> EXERCISE DESCRIPTION:
Using "blue" as the search string, find the matching lines below and copy them.

--------------------------------

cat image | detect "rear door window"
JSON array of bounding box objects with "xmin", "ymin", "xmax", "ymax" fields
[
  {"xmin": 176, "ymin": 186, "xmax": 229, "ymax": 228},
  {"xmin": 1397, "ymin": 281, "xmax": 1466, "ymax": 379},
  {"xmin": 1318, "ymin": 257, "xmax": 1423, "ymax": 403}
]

--------------------------------

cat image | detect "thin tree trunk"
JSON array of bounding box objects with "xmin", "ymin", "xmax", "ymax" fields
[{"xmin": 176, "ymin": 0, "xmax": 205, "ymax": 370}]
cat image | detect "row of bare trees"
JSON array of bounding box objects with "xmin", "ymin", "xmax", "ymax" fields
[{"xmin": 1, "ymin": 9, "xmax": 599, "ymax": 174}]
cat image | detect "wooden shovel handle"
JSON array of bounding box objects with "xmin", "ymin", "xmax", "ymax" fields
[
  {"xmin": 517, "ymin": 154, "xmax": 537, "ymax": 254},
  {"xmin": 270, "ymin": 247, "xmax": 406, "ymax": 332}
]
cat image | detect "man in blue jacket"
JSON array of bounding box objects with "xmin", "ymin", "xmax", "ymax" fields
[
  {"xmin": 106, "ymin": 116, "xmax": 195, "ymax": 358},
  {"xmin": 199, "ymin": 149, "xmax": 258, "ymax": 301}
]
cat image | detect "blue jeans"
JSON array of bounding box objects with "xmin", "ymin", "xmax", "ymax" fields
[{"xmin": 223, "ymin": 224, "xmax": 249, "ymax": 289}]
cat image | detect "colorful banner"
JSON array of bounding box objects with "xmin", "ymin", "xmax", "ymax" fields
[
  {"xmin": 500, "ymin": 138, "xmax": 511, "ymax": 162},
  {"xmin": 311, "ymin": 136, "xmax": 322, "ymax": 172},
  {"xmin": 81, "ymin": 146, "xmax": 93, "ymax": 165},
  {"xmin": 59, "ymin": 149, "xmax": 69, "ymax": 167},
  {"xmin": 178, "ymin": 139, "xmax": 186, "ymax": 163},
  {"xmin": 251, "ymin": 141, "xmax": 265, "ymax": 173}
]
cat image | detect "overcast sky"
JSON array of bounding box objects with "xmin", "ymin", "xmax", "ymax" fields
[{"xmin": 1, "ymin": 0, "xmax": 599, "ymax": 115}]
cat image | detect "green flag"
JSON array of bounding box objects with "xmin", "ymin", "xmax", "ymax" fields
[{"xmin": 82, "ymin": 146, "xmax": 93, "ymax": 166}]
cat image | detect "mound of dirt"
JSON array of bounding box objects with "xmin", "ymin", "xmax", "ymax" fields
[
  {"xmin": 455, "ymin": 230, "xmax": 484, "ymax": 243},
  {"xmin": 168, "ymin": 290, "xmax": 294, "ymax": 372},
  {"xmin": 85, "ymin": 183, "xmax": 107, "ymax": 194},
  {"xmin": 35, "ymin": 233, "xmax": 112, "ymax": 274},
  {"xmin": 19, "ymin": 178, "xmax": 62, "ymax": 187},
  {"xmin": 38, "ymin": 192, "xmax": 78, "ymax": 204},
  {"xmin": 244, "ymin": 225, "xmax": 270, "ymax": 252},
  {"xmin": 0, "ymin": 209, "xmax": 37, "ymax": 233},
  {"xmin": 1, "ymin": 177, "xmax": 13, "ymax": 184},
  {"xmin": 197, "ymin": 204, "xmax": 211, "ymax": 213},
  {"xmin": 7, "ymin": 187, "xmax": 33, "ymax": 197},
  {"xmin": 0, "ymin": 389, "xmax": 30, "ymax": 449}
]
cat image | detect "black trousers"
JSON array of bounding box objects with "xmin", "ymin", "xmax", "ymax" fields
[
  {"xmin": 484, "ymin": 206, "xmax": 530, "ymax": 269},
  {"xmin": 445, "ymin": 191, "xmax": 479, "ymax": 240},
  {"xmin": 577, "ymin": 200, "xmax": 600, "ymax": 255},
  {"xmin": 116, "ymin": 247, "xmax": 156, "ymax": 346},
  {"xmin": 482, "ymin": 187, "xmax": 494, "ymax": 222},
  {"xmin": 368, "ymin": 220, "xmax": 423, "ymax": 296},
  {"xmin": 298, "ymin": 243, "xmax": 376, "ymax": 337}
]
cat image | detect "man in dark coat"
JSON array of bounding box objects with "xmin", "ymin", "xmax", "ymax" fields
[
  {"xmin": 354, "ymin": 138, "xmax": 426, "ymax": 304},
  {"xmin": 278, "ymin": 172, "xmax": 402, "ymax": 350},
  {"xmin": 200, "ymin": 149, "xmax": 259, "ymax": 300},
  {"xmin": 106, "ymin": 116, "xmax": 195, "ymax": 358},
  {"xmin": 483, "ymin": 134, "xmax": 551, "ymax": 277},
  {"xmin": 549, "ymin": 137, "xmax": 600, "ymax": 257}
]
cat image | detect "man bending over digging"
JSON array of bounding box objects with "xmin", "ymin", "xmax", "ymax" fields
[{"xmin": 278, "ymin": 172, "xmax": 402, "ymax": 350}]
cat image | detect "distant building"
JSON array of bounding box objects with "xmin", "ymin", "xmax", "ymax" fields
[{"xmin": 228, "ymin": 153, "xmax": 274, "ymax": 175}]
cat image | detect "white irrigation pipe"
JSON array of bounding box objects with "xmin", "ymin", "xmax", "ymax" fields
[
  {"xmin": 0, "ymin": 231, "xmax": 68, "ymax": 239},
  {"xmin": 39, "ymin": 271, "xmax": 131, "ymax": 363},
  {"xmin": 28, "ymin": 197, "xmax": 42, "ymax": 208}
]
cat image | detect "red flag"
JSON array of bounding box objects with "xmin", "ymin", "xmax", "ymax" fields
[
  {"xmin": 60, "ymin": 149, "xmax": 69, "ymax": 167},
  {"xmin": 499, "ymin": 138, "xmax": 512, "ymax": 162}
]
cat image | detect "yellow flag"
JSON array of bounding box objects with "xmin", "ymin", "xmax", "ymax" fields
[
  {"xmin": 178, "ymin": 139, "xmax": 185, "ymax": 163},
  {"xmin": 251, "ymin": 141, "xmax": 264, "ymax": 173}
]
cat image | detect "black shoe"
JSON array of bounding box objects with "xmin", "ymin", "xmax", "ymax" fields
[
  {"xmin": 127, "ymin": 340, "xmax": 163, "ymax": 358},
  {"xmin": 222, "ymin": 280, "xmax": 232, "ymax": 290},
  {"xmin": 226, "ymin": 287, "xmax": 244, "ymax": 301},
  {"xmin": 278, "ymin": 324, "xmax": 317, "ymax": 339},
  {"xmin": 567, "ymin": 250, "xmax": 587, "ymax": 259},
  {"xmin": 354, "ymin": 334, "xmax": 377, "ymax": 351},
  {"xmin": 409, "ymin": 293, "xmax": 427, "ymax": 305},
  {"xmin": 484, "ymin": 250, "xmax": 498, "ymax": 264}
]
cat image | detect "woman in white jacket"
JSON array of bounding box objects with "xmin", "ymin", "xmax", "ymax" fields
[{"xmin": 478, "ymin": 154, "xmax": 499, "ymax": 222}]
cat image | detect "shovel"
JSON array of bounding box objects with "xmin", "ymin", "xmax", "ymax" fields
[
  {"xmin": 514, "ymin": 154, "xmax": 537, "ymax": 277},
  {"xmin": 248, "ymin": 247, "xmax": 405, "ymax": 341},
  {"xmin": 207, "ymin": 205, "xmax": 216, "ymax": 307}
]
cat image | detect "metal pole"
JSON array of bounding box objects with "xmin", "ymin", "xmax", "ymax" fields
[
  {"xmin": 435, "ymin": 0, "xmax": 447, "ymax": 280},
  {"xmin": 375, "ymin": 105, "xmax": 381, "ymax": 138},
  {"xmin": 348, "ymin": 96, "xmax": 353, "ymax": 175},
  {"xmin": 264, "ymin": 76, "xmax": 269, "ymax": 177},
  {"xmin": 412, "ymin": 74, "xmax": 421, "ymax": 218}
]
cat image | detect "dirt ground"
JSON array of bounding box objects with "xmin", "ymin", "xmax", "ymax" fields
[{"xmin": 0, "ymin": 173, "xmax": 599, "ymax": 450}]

--------------------------------

> ANSWER SPACE:
cat image | detect "man in blue jacket"
cat image | detect "blue jeans"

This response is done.